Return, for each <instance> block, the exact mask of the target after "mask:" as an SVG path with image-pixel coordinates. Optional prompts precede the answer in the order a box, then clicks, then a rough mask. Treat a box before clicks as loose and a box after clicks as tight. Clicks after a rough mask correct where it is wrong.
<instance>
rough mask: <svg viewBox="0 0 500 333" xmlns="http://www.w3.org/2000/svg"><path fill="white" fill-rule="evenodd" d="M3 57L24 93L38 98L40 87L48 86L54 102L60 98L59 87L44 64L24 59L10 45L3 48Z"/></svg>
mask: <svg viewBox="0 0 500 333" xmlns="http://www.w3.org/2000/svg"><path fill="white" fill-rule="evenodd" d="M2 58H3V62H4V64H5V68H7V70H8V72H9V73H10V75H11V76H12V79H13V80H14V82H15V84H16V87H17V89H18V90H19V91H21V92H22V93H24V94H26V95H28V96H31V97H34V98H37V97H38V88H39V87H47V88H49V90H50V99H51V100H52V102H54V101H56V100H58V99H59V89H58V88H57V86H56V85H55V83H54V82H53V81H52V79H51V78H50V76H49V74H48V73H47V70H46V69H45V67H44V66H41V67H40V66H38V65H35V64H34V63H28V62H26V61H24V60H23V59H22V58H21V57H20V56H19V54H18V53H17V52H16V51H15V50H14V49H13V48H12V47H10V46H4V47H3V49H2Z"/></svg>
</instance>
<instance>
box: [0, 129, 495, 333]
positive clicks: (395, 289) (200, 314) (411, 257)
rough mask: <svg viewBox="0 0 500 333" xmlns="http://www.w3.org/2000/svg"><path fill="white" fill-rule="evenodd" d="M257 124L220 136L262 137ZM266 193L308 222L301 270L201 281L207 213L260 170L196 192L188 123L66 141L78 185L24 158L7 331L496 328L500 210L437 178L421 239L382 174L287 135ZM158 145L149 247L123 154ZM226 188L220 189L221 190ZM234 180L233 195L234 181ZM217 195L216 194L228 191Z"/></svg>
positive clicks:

☆ ☆ ☆ ☆ ☆

* **ACTION ITEM**
Quote the listing word for word, starting at the line that contains "</instance>" and ending at the end of the listing.

* **ANSWER FOR THIS EXERCISE**
</instance>
<instance>
box: [0, 129, 495, 333]
positive clicks: (395, 289) (200, 314) (411, 257)
rough mask: <svg viewBox="0 0 500 333" xmlns="http://www.w3.org/2000/svg"><path fill="white" fill-rule="evenodd" d="M257 124L220 136L262 137ZM266 193L308 222L301 270L201 281L207 213L260 170L196 192L188 123L66 141L78 185L24 158L7 331L496 328L500 210L437 178L421 239L382 174L287 135ZM158 145L149 247L123 154ZM226 188L220 189L221 190ZM234 180L233 195L234 181ZM217 195L216 194L228 191Z"/></svg>
positive clicks:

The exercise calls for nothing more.